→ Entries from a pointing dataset
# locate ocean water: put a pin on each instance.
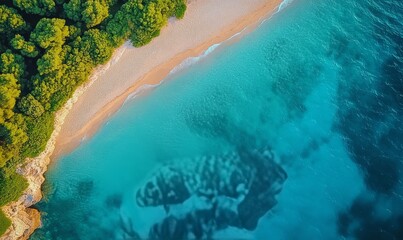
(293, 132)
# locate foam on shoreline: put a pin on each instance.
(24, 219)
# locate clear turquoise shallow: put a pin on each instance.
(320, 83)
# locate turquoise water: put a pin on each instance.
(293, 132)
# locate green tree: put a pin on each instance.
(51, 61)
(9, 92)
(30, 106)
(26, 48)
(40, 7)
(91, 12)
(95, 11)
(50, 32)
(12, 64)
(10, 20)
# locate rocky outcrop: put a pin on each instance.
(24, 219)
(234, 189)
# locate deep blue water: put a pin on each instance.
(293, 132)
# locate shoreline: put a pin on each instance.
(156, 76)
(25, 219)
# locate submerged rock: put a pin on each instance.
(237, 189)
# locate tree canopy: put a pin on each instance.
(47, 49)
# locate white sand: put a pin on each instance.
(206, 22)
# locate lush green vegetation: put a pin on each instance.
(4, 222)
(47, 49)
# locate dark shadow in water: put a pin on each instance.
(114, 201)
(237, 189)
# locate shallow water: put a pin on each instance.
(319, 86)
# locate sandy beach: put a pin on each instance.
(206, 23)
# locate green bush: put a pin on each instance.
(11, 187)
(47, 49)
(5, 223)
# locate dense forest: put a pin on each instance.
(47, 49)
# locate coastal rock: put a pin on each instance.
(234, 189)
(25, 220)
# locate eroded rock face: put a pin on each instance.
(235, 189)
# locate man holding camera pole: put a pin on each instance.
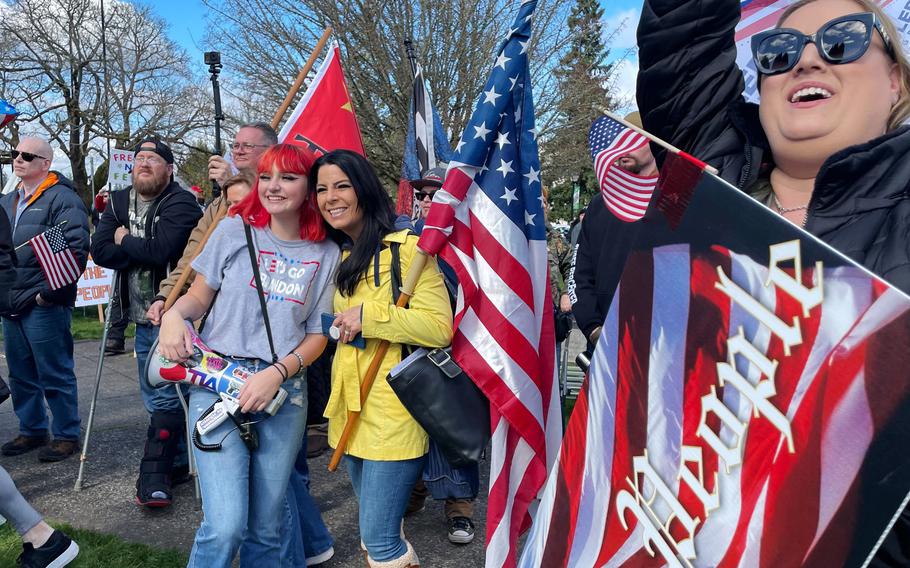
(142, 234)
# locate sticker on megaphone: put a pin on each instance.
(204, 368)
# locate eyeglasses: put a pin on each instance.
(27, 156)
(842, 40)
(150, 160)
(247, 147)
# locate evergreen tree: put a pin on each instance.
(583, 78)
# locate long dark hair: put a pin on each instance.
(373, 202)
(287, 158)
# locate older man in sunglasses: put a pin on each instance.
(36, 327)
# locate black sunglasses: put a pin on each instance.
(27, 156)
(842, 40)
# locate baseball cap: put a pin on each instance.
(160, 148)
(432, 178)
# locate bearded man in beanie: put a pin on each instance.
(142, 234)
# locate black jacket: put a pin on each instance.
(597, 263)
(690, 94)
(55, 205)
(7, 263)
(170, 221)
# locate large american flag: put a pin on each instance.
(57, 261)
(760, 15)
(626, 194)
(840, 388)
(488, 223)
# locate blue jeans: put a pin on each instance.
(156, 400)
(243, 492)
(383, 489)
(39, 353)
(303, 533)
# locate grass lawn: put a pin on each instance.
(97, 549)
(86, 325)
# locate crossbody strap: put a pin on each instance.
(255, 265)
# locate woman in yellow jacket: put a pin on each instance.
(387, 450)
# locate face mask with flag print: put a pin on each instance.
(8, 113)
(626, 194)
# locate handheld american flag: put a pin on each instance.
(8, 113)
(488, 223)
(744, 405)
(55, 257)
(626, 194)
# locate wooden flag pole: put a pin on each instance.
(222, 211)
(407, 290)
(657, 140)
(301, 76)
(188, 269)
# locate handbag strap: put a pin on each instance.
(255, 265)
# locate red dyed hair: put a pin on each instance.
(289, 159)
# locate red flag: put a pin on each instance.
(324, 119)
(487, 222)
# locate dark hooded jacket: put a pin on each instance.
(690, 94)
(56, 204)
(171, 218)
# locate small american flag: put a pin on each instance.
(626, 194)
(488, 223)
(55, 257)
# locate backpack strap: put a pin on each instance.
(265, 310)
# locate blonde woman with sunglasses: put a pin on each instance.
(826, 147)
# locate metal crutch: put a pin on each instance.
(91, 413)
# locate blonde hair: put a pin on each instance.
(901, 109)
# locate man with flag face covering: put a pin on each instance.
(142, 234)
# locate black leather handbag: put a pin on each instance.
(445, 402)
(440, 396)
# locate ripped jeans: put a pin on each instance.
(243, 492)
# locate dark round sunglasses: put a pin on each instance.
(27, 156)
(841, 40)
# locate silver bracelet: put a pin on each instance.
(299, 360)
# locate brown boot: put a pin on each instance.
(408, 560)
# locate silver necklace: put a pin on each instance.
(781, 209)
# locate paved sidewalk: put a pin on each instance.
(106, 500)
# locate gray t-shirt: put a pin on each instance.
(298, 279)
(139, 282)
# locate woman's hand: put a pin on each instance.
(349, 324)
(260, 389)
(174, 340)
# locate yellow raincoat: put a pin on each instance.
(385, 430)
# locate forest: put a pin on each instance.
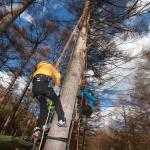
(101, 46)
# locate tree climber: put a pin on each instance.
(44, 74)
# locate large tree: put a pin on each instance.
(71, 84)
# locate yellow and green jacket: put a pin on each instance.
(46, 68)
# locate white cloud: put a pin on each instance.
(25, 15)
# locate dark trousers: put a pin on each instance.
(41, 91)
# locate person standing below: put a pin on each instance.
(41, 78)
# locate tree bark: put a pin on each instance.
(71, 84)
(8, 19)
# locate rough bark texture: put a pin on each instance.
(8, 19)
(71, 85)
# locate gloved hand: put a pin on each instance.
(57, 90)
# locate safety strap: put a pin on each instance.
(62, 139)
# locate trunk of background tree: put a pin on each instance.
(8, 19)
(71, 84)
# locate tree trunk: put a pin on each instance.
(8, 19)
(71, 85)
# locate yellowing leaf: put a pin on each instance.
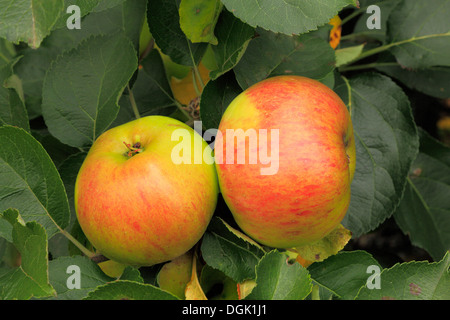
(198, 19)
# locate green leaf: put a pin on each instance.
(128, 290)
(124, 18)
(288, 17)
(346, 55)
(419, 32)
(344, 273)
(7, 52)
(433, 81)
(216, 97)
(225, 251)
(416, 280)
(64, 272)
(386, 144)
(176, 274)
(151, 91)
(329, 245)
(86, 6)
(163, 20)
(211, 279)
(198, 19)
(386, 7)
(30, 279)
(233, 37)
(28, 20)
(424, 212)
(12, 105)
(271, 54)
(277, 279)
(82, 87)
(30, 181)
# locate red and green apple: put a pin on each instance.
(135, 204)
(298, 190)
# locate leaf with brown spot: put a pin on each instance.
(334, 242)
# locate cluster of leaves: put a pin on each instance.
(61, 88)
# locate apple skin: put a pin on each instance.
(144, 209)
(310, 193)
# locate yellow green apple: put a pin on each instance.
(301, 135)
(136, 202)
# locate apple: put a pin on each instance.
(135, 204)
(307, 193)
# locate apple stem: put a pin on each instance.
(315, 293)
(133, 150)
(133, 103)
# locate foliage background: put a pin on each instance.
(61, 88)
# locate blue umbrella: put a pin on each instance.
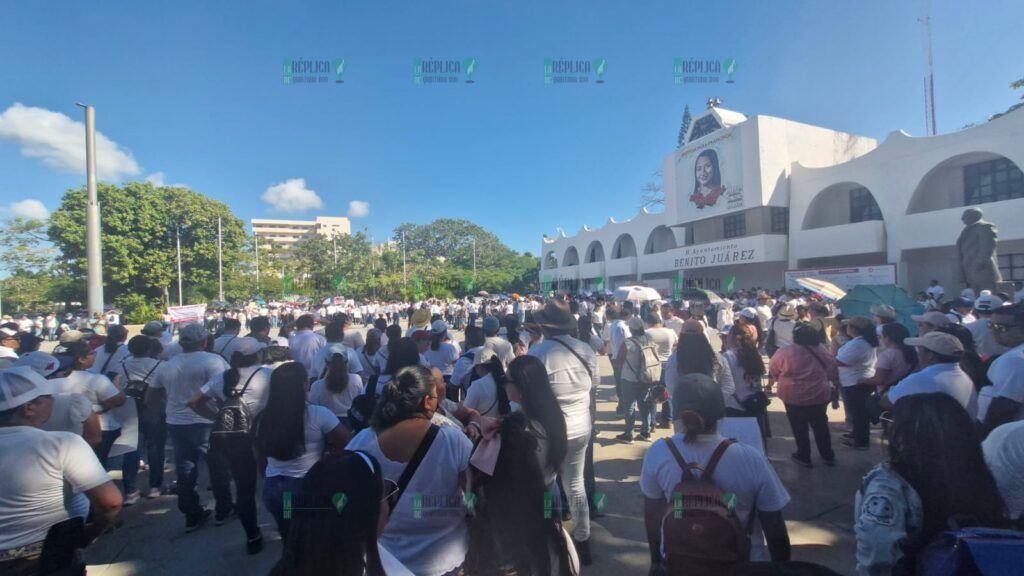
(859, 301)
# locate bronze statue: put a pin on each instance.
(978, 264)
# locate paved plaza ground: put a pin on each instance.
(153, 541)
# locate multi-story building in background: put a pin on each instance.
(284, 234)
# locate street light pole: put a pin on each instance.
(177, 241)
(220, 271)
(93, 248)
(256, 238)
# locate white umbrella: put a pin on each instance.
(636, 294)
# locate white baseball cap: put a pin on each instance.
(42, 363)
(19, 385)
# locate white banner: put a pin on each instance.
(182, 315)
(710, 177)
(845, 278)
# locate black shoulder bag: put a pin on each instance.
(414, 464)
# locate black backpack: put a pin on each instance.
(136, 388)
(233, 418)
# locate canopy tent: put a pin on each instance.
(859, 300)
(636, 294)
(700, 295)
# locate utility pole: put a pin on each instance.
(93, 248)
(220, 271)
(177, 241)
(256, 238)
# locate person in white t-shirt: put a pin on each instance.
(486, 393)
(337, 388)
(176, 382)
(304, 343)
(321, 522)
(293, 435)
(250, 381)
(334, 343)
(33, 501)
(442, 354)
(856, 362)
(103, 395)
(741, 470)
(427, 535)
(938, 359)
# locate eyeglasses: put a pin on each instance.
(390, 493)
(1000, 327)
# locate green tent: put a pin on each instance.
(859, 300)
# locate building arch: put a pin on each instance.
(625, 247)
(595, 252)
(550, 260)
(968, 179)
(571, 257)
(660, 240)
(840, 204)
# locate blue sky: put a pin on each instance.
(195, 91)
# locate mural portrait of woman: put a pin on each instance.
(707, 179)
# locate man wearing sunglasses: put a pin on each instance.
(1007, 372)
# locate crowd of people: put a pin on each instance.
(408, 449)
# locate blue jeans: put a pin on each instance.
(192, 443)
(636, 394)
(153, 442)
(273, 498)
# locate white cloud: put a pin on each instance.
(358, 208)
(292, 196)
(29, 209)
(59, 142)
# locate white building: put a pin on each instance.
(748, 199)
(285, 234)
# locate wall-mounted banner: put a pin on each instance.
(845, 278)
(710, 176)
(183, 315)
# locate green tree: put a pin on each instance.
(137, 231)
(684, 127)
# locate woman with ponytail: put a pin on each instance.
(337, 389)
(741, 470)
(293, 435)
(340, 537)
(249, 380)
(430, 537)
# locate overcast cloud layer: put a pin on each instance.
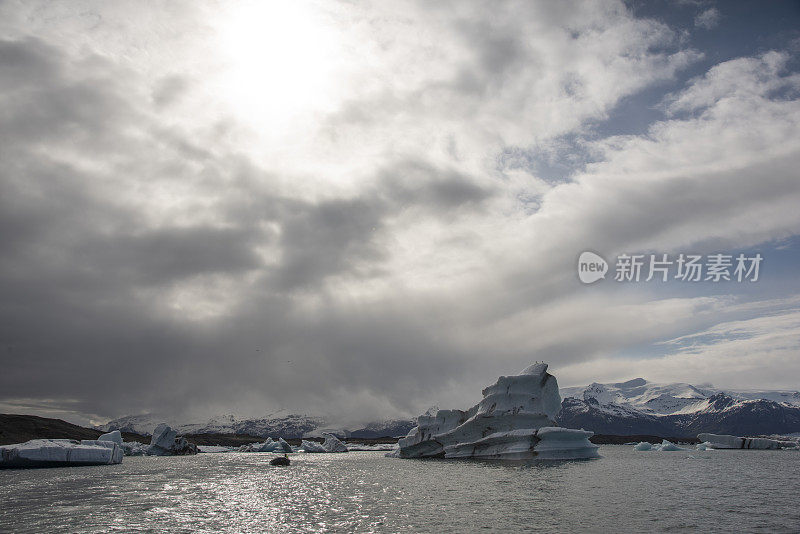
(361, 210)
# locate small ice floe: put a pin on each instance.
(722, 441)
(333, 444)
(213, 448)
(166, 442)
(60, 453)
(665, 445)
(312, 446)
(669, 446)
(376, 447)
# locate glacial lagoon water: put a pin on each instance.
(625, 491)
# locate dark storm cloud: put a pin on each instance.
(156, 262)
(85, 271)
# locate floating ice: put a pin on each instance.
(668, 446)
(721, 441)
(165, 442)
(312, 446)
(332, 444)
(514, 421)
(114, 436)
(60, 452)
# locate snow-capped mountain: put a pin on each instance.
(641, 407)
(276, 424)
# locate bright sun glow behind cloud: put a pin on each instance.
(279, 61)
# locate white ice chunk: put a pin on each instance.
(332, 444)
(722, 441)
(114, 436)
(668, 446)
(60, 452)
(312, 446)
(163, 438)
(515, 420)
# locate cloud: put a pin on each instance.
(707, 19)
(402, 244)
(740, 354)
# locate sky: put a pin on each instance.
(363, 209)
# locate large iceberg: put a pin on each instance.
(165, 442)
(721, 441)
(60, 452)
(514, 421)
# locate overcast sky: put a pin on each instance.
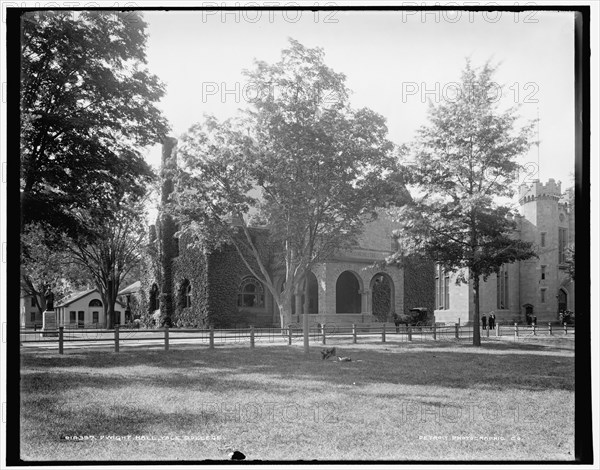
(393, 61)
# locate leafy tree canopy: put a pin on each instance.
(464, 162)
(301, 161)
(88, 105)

→ TASK GOAL
Rewrite the entries from the line that has "# locate cloud: put a pin on each instance." through the last entry, substituting "heavens" for every "sky" and keeping all else the same. Leave the pictures out.

→ TASK RESPONSE
# locate cloud: put a pin on each instance.
(707, 19)
(402, 244)
(740, 354)
# locate heavens: put a pin on each instance.
(363, 209)
# locate large iceberg: put a pin on each instance.
(165, 442)
(721, 441)
(60, 452)
(514, 421)
# locate overcast heavens: put a pin on each instance.
(393, 61)
# locate leafy tree canopy: put a pin on each instance.
(464, 162)
(301, 161)
(88, 105)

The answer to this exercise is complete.